PROBLEM TO SOLVE:
From the lines below, copy each one that contains the string "facade".

DATA LISTING:
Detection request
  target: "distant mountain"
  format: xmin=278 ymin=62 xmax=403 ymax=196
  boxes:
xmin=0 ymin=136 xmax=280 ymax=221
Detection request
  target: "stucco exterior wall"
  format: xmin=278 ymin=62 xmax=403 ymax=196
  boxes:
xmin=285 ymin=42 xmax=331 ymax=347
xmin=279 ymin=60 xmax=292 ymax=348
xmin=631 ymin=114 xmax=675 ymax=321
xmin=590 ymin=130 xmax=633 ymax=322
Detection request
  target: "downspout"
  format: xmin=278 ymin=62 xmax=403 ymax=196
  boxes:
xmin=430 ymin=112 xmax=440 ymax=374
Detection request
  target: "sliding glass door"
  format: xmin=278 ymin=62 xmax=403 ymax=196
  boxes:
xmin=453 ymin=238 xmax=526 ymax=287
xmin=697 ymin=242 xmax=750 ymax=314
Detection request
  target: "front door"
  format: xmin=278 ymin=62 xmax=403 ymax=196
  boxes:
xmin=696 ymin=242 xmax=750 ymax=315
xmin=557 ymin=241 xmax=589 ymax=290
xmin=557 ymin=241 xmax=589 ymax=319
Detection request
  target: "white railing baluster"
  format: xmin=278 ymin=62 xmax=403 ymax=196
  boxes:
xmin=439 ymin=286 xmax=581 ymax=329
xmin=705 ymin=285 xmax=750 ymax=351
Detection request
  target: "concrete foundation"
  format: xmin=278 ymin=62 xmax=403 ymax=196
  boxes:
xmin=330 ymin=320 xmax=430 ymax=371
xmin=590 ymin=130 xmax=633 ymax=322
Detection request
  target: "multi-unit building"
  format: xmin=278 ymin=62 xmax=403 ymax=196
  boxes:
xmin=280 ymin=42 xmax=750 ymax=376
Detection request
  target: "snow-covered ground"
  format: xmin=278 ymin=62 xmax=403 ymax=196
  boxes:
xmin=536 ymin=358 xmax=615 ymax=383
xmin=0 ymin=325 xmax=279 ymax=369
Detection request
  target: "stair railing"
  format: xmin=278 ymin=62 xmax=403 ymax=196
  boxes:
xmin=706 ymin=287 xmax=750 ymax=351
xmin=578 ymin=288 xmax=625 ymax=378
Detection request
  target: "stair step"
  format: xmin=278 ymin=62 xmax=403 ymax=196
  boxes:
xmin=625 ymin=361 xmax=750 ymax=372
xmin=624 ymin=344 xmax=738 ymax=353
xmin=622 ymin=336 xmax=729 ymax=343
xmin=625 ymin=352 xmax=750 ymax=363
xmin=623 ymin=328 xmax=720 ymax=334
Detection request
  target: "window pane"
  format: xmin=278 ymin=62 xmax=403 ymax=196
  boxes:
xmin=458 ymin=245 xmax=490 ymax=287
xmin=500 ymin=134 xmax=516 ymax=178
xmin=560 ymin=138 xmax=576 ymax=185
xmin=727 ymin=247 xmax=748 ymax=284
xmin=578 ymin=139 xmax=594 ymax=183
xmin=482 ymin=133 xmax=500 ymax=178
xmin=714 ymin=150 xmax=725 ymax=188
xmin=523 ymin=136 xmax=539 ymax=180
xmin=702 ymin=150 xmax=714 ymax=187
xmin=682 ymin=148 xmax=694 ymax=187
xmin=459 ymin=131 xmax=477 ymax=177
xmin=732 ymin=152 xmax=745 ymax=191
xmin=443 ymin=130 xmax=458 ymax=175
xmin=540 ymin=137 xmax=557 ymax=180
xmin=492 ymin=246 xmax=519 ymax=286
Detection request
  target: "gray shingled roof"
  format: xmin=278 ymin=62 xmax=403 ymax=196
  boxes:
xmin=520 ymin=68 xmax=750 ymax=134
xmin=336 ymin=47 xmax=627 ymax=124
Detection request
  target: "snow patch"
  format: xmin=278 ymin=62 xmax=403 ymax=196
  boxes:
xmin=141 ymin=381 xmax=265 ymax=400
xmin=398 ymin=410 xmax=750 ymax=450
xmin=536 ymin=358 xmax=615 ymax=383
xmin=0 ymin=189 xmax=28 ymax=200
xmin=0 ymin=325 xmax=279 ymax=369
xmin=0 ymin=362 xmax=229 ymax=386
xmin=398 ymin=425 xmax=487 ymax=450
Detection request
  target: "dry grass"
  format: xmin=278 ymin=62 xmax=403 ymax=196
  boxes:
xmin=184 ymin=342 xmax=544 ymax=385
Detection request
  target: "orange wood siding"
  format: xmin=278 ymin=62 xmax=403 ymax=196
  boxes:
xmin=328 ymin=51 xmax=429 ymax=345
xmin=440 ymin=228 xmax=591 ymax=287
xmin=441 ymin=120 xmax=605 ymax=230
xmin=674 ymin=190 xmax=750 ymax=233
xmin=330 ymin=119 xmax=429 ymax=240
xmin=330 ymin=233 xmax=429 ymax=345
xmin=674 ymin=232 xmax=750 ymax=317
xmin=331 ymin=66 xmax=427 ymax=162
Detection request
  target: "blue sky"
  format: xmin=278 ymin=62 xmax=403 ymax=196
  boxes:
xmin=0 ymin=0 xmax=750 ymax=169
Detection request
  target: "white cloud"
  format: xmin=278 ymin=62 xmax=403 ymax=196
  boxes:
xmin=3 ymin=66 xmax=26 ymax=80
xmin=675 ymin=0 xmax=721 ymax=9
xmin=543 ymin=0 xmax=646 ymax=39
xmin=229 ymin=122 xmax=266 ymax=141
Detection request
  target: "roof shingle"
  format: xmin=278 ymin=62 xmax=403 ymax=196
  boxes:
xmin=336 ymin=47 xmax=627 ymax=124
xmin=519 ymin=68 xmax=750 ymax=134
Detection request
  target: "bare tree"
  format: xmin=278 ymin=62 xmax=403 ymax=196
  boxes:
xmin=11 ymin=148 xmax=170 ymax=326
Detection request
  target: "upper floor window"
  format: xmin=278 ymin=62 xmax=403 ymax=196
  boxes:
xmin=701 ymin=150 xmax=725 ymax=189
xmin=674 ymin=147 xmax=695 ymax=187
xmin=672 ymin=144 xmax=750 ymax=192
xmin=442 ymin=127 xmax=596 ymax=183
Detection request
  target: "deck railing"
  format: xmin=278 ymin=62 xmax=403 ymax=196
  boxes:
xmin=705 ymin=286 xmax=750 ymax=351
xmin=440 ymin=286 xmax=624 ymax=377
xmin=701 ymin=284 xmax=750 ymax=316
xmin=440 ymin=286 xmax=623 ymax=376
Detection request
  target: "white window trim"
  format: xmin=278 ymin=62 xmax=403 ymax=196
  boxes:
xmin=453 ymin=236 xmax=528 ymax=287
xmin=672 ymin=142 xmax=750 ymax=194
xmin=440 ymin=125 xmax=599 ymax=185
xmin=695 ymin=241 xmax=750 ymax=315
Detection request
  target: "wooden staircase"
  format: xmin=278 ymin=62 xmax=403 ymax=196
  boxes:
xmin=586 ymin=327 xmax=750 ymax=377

---

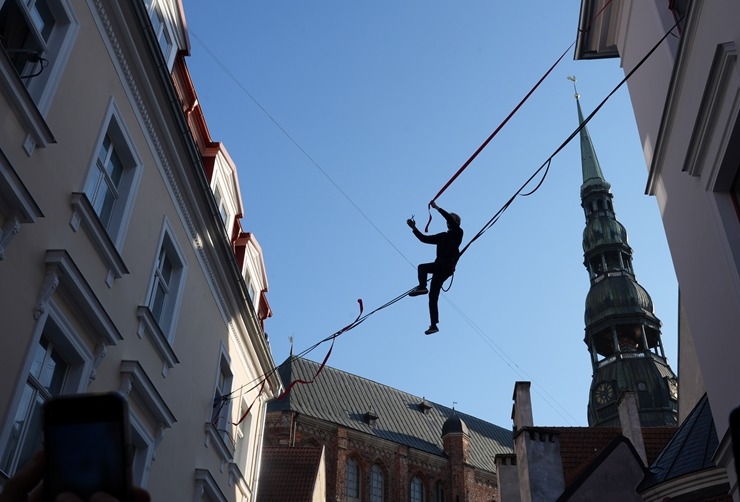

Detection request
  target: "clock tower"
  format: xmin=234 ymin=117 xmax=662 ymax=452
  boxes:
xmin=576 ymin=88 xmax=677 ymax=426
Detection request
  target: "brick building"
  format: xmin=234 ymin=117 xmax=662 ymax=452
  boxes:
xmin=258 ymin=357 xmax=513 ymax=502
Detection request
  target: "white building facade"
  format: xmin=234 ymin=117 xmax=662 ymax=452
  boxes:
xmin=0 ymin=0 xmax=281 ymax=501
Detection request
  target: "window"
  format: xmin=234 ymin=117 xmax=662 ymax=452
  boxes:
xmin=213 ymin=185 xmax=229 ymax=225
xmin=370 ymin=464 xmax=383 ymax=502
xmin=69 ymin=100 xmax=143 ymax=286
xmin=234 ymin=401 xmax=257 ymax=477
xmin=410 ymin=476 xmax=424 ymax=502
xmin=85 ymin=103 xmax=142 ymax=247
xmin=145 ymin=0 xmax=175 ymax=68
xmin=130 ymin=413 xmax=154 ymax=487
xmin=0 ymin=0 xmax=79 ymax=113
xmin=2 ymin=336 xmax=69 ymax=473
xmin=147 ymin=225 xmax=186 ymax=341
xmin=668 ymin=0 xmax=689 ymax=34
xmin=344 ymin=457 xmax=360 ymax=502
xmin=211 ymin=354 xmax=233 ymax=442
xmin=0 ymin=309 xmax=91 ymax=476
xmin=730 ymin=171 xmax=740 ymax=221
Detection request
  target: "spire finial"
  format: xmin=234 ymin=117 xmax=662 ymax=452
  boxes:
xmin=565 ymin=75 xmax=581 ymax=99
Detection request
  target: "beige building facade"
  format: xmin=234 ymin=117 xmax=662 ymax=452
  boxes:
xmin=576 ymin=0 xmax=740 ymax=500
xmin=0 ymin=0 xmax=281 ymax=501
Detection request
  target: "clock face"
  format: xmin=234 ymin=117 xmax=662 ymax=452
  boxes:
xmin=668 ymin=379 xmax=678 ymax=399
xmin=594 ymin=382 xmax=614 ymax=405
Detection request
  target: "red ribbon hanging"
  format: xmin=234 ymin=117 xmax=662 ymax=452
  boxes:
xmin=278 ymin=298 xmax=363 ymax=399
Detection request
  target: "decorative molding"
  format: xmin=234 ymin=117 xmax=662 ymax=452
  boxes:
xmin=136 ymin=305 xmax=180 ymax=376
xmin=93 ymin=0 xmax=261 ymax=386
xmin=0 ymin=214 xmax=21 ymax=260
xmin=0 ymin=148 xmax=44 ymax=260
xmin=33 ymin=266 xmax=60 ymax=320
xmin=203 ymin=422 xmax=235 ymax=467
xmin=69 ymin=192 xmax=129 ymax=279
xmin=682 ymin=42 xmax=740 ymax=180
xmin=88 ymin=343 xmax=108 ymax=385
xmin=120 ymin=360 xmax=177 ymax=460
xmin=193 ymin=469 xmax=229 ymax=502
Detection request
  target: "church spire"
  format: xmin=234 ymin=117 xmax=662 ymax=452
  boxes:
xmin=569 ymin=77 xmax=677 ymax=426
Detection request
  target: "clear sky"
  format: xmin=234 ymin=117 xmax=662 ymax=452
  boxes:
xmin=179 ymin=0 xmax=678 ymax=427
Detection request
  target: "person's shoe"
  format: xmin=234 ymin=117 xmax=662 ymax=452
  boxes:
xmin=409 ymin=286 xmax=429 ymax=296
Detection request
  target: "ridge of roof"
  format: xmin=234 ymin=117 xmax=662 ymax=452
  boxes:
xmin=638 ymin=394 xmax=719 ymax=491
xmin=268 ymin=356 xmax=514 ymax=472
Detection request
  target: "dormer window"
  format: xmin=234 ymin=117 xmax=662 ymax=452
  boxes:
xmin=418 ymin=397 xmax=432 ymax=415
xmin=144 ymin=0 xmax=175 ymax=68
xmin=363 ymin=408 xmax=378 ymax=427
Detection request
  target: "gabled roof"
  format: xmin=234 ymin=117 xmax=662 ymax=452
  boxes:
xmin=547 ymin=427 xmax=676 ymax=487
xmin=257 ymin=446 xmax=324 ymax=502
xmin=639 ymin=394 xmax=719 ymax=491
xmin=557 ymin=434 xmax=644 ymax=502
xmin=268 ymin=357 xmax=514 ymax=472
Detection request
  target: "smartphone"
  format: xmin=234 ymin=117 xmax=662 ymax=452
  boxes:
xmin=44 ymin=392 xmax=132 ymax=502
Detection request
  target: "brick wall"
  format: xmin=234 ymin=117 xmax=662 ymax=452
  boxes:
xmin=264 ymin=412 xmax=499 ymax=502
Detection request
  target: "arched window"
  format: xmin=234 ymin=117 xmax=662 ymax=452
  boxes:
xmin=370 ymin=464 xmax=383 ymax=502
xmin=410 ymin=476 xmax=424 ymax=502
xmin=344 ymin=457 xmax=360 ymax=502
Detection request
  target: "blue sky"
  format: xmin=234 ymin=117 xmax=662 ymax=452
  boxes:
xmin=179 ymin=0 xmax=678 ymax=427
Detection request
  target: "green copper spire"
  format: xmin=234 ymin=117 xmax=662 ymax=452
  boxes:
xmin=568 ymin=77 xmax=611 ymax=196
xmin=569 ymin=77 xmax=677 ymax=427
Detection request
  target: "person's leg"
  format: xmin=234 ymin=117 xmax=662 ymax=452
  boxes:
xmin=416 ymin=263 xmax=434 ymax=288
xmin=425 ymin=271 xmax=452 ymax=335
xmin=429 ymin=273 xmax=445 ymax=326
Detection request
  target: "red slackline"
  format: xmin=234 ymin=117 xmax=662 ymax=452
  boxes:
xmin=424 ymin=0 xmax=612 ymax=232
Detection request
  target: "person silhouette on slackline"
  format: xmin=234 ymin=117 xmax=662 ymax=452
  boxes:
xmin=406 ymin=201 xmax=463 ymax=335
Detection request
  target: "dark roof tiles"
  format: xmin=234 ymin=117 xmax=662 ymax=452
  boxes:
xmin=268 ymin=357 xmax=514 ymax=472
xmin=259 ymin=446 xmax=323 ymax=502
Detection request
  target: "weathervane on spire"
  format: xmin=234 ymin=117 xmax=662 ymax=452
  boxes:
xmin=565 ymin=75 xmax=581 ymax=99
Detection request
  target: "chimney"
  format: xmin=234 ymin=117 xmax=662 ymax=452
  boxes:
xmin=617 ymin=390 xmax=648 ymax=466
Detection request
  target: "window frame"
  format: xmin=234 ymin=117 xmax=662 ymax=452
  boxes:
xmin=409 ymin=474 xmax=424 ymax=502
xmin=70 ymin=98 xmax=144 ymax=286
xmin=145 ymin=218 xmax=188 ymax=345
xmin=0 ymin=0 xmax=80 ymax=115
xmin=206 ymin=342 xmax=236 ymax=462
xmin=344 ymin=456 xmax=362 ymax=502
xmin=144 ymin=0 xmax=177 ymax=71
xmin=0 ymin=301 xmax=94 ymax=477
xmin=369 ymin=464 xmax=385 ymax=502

OUTPUT FOR THIS TASK:
  target: "white building facade"
  target: "beige building facade"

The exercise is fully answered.